SELECTED EXTRACT:
Then from the cloud came a voice that said, “This is my Son, my Chosen; listen to him!”  (Luke 9:35)
Listening is more active than merely hearing. 
If you’re anything like me, you’ve found yourself midway through someone else telling you something only to realize that you’ve not been paying attention and you’ve missed some crucial bit of the message.  
It’s not that you couldn’t hear what she said.  Instead, your mind was elsewhere.  Your body was present, and your ears were working just fine, but in your heart you were somewhere else.
Childe Hassam’s “Listening to the Orchard Oriole”

If you’re really going to listen, your heart has to be in it.  And your heart will be in it only when you believe that the speaker has something to say to you that matters to you.  Personally.  This is especially true when it comes to listening to Jesus.
God himself tells Peter, James, and John–and he tells us–to listen to Jesus.  Let’s get our heads around what God is saying to us by thinking together about these three questions:
  1. What does it mean to listen to Jesus?
  2. Why should we listen to Jesus?
  3. What happens when we listen to Jesus?

Playing by Ear

Listening to Jesus is a little bit like learning to play guitar by ear.  
Many guitarists learn to play this way.  They don’t sit alone with a sheet of music.  Instead, guitarists sit with more accomplished guitarists to get the hang of basic techniques, then to pick up various tunes, and eventually to develop a style of their own.

WORK ORDER 1: Write out the passage on listening to Jesus word for word, starting at "God himself tells" and ending at "guitar by ear.".

Dataset entries:
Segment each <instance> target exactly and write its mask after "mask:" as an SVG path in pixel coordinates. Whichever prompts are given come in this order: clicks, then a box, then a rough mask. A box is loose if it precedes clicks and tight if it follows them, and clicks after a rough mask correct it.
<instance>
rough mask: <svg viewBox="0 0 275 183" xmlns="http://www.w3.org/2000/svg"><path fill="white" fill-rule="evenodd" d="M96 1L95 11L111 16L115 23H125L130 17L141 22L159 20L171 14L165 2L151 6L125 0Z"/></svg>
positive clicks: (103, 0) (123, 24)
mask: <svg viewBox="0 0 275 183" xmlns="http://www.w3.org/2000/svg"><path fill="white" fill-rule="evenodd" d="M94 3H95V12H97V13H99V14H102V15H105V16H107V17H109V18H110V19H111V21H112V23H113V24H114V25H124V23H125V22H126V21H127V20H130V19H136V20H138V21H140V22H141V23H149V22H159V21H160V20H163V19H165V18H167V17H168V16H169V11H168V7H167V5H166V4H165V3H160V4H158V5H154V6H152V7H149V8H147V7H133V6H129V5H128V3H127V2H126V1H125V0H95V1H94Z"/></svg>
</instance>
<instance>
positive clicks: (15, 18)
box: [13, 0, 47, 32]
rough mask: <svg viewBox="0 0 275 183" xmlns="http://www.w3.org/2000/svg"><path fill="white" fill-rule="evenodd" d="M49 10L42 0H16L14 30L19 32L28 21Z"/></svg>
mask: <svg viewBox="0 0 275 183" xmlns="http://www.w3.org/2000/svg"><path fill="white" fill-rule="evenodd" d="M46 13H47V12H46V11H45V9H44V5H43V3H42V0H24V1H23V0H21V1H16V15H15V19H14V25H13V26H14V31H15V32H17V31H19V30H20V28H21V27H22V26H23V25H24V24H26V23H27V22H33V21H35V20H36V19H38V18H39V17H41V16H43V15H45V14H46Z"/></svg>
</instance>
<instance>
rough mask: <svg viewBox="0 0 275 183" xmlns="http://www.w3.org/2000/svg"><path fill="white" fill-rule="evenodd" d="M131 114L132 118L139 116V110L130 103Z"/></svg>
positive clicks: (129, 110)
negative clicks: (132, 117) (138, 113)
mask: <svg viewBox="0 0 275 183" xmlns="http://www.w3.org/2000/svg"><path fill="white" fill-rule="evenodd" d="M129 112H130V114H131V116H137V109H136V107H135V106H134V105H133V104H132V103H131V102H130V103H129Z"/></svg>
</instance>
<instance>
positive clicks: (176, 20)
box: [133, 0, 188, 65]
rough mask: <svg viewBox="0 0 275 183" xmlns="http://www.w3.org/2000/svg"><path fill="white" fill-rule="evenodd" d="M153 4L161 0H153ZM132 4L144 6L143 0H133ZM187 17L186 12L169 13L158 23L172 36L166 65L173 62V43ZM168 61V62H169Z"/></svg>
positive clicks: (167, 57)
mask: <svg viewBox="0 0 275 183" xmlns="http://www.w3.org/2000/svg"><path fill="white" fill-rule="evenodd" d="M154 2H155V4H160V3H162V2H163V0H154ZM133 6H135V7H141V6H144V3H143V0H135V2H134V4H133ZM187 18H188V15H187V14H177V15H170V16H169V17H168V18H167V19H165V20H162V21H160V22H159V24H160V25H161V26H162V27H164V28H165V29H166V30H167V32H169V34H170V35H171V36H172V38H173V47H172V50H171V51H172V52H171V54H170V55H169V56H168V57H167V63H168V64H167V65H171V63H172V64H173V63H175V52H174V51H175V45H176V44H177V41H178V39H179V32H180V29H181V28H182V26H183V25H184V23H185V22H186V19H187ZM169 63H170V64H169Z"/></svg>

WORK ORDER 2: In the records, swap "positive" for "foreground" in the lines starting at the one containing "4L161 0H153ZM132 4L144" and ending at the one containing "positive clicks: (167, 57)", keeping everything else unchanged. Give back only those lines.

EXERCISE OUTPUT 1:
God himself tells Peter, James, and John–and he tells us–to listen to Jesus.  Let’s get our heads around what God is saying to us by thinking together about these three questions:
  1. What does it mean to listen to Jesus?
  2. Why should we listen to Jesus?
  3. What happens when we listen to Jesus?

Playing by Ear

Listening to Jesus is a little bit like learning to play guitar by ear.

EXERCISE OUTPUT 2:
rough mask: <svg viewBox="0 0 275 183" xmlns="http://www.w3.org/2000/svg"><path fill="white" fill-rule="evenodd" d="M153 4L161 0H153ZM132 4L144 6L143 0H133ZM187 17L186 12L169 13L158 23L172 36L166 65L173 62V43ZM168 61V62H169Z"/></svg>
foreground clicks: (167, 57)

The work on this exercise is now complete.